— Your objective —
Please retype the entries exactly as they stand, leaving out any pictures.

[Given data Boundary: Start]

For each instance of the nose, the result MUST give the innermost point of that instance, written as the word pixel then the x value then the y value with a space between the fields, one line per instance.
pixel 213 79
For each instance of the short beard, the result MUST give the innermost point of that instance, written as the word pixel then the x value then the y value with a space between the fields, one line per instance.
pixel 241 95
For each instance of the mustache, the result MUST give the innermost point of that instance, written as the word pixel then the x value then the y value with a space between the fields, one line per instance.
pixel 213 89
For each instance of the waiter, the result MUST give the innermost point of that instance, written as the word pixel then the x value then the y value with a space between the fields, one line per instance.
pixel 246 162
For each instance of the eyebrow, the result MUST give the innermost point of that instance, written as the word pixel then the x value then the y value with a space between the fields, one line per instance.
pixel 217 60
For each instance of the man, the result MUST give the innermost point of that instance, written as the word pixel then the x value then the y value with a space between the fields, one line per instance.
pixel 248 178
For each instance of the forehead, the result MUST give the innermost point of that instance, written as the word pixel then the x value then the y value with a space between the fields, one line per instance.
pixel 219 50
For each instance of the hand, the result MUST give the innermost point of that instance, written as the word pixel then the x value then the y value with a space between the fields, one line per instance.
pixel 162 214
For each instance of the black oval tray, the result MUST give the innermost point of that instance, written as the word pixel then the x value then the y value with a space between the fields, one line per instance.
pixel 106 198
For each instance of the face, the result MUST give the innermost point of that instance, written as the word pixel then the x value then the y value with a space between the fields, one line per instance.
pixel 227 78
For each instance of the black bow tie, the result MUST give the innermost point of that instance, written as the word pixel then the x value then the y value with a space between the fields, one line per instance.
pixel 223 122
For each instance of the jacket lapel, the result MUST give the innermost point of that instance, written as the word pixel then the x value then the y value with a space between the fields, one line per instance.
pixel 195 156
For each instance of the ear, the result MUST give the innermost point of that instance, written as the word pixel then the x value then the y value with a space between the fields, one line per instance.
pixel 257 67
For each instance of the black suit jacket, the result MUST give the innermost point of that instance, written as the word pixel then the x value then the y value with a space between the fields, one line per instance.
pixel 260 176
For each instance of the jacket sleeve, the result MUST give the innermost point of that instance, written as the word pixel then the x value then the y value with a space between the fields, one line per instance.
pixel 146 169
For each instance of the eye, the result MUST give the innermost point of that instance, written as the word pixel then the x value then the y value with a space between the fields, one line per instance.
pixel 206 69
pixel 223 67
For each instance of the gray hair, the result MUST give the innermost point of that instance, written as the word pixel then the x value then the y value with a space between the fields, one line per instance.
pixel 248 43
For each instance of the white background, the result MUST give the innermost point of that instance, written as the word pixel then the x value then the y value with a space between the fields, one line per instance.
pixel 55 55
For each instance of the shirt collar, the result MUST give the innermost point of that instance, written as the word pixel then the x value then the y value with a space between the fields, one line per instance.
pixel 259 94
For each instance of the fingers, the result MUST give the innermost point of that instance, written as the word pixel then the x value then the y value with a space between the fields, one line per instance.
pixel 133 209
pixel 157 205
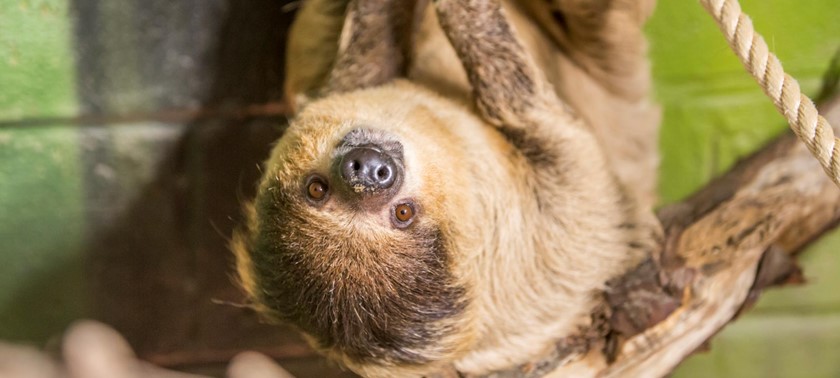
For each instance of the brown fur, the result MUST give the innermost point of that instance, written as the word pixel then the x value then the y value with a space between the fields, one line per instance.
pixel 522 215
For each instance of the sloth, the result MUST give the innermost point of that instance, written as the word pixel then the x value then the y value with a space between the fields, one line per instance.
pixel 459 181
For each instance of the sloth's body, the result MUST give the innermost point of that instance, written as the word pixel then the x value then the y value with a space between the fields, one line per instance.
pixel 489 237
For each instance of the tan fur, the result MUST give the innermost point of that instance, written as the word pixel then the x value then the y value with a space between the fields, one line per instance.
pixel 527 245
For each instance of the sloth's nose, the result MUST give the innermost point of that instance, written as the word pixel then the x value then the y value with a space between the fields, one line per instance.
pixel 367 169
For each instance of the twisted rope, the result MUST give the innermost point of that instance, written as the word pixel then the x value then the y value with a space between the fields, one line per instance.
pixel 801 114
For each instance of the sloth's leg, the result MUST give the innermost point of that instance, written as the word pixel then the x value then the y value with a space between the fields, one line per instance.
pixel 374 44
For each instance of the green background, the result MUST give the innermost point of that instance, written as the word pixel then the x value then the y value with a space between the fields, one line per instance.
pixel 713 114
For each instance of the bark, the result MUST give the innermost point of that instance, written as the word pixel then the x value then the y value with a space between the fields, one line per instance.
pixel 722 247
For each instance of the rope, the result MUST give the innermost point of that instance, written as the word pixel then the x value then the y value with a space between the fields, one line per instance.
pixel 801 114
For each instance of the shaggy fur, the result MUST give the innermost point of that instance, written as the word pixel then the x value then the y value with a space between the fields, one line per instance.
pixel 527 201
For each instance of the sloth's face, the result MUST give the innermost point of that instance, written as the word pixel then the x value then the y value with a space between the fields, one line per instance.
pixel 351 232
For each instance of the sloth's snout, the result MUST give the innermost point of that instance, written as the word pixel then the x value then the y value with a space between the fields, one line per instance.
pixel 367 170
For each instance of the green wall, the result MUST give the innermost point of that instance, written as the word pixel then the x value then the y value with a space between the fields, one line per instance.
pixel 41 205
pixel 715 113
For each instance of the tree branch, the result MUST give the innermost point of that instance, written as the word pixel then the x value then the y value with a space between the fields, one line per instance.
pixel 722 246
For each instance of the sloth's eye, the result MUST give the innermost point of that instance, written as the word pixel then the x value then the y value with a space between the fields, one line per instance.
pixel 317 189
pixel 403 214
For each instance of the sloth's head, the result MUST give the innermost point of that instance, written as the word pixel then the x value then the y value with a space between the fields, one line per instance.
pixel 352 236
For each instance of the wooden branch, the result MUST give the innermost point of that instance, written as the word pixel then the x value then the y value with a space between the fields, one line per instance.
pixel 722 246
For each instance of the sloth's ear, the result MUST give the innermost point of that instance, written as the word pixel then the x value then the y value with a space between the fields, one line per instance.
pixel 374 45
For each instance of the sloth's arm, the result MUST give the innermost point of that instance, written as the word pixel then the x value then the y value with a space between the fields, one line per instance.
pixel 603 37
pixel 509 90
pixel 341 45
pixel 374 44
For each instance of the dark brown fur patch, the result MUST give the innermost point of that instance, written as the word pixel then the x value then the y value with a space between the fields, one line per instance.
pixel 536 150
pixel 372 301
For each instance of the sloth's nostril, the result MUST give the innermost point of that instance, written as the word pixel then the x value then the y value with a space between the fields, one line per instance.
pixel 368 169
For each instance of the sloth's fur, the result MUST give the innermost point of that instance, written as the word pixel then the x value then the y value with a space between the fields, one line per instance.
pixel 515 231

[Given data Boundary: End]

— Your solution —
For each instance of the nose, the result MUST give the innermost point of that instance, written as the word pixel then the x value then the y value with a space between the fields, one line per instance.
pixel 213 79
For each instance of the short beard, the result MUST give the innermost point of that instance, written as the word pixel then the x value then the y value with a space between the fields, one line per instance.
pixel 241 95
For each instance of the mustache, the result MUST give the innermost point of that instance, written as the word pixel then the x value then the y value with a space between the fields, one line per instance.
pixel 213 89
For each instance of the waiter, the result MUST give the innermost point of that instance, written as the word pixel then the x value then the y value with a space between the fields, one line per instance.
pixel 246 162
For each instance of the eyebrow, the result MUST give the innermost point of that instance, written as the word pixel then the x value then the y value with a space between the fields, one line per instance.
pixel 217 60
For each instance of the man, the result MUST give the innermost point of that instance, written as the word pixel then the x value then the y value with a space between the fields, one line per instance.
pixel 248 178
For each instance of the forehead, the result MUST give the innermost point of that instance, written as the word pixel then the x value then the y value with a space between the fields, one line per instance.
pixel 219 50
For each instance of the hand, the result MUST give the innermost point of that instance, written as the word pixel then the x value then the y value with a space between the fields, one line per instance.
pixel 162 214
For each instance of the black oval tray, the result MUST give the innermost point of that instance, written as the word pixel then the x value then the y value with a space between the fields, one line per instance.
pixel 106 198
For each instance of the face, the result MUST give the innermost point of that instance, written as the word pixel then the x value then the y value with a space between the fields, one line per instance.
pixel 227 78
For each instance of the black bow tie, the result MUST give the innermost point of that instance, written as the word pixel then the x value then the y value with a space between the fields, one line per instance.
pixel 223 122
For each instance of the jacket lapel, the result MUST give the innermost point of that instance, written as the word pixel then the x value then the y value with a space between the fields, one line per instance.
pixel 195 156
For each instance of the ear, the result MUST give the innermost point of that instance, written as the word pixel then the x value then the y value with a space between the fields, one line per instance.
pixel 257 67
For each instance of the black suit jacket, the result MUST give the innermost point of that instance, written as the word pixel then the x value then the y value with a space between the fields, one line per instance.
pixel 260 176
For each instance of the jacket sleeve, the result MUST give the innermost point of that instance, written as the word pixel then the x value then the y value with a space between the fields, one line per instance.
pixel 146 169
For each instance of the eye, the result MUST give the innermost point of that instance, written as the word pixel then the x value then the y value with a space between the fields, one line per instance.
pixel 206 69
pixel 223 67
For each instance of the gray hair, the result MUST give the innermost point of that instance, written as the word pixel then the x value then the y value with a space between the fields, one line per instance.
pixel 248 43
For each instance of the white background, the result MUST give the innermost point of that instance, written as the word pixel then the x value then the y value with a space between the fields, one line per instance.
pixel 55 55
For each instance of the shirt collar, the result MUST give the innermost point of that instance, written as the word pixel then the x value then the y value with a space between the fields, one line per instance.
pixel 259 94
For each instance of the fingers, the result MUST give the innermost point of that instance, written as the word pixel then the x value then the y value with a space between the fields, one line per instance.
pixel 133 209
pixel 157 205
For each instance of the brown fur, the result MUST give the innermost point of that instance, written as the word pixel then the x value then the y value with a space between the fields, one line per instance.
pixel 522 215
For each instance of the sloth, the result MUST give the innermost point of that instance, written as the word pixel then the x value then the y value with a space between the fields, one line per instance.
pixel 459 181
For each instance of the sloth's body, the result MUST give the innermost point of that instance, written as the word pixel then the x value then the y value with a space between the fields, one line per instance.
pixel 489 237
For each instance of the tan fur, the result MUST give the innermost point of that instance, written as the word pixel then the x value then the y value with a space between the fields, one line per instance.
pixel 527 245
For each instance of the sloth's nose, the result MUST give the innermost point of that instance, written as the word pixel then the x value then the y value with a space between the fields, one line per instance.
pixel 367 169
For each instance of the twisted rope, the result MUST give the innermost point of that instance, written as the word pixel then the x value then the y value with a space between the fields, one line per instance.
pixel 801 114
For each instance of the sloth's leg, the result MUST give the innermost point of that instance, written as the word pixel then the x value then the y value with a space between the fields, one line per instance.
pixel 374 44
For each instance of the green background, the result MUST give the innermost point of that instance, written as the word pixel then the x value then the y value with a space between the fields, one line per instance.
pixel 713 114
For each instance of the bark, the result MUST give the innermost point of that instance, written as the word pixel then the x value then the y value with a space between the fields, one line per instance.
pixel 722 247
For each instance of the rope, the result MUST give the innermost point of that instance, written as the word pixel then the x value then the y value with a space between the fields, one line per instance.
pixel 801 114
For each instance of the shaggy fur, the result MUST give the innermost point of that instance, written as the word pixel then the x value then the y value with a space between the fields, one line per instance.
pixel 527 201
For each instance of the sloth's face, the result MUST give the innermost point of that instance, written as the word pixel then the x value then the y value with a space between the fields, one line per instance.
pixel 351 232
For each instance of the sloth's snout, the result MUST give the innermost point of that instance, written as the word pixel then the x value then the y value with a space between the fields, one line per instance.
pixel 367 170
For each instance of the green wall, the result MUST give the innermost point of that instance, written as the word pixel then the x value then the y value with a space between the fields, one line per instance.
pixel 41 205
pixel 715 113
For each instance of the tree branch, the result MUST give the innermost point of that instance, written as the word pixel then the x value then the y value with a space between the fields, one line per instance.
pixel 722 246
For each instance of the sloth's eye, the result MUST give the innermost point of that instance, written as the word pixel then the x value then the y value with a space between the fields, one line per instance.
pixel 317 189
pixel 403 214
For each instance of the sloth's head, the result MUST give the innermost point of that instance, written as the word pixel then the x value then the y value with a space between the fields, one line per instance.
pixel 352 236
For each instance of the wooden branch, the result MUST give the innermost point of that instance, written as the word pixel then the x value then the y value with a space between the fields, one line per instance.
pixel 722 246
For each instance of the sloth's ear, the result MUST give the innermost point of that instance, written as the word pixel then the x value then the y value with a space between the fields, one line per instance.
pixel 374 45
For each instance of the sloth's arm, the result MUST give the innermost point of that instance, written as the word pixel then the x value then the y value with a space between the fields, one line per instance.
pixel 603 37
pixel 509 90
pixel 341 45
pixel 374 44
For each instance of the dark brown fur patch, the result MUST give the innermost point of that instance, written as the word pixel then the x value then the y value with a space between the fields, one line per instance.
pixel 536 150
pixel 372 301
For each instance of the sloth's nostril, the result MUST give the innermost point of that instance, written as the word pixel then the x value then the y value with a space between the fields, one line per instance.
pixel 368 169
For each instance of the sloth's fur, the result MUST give the innermost point of that instance, written as the word pixel then the x value then the y value with a space between the fields, one line per instance.
pixel 515 231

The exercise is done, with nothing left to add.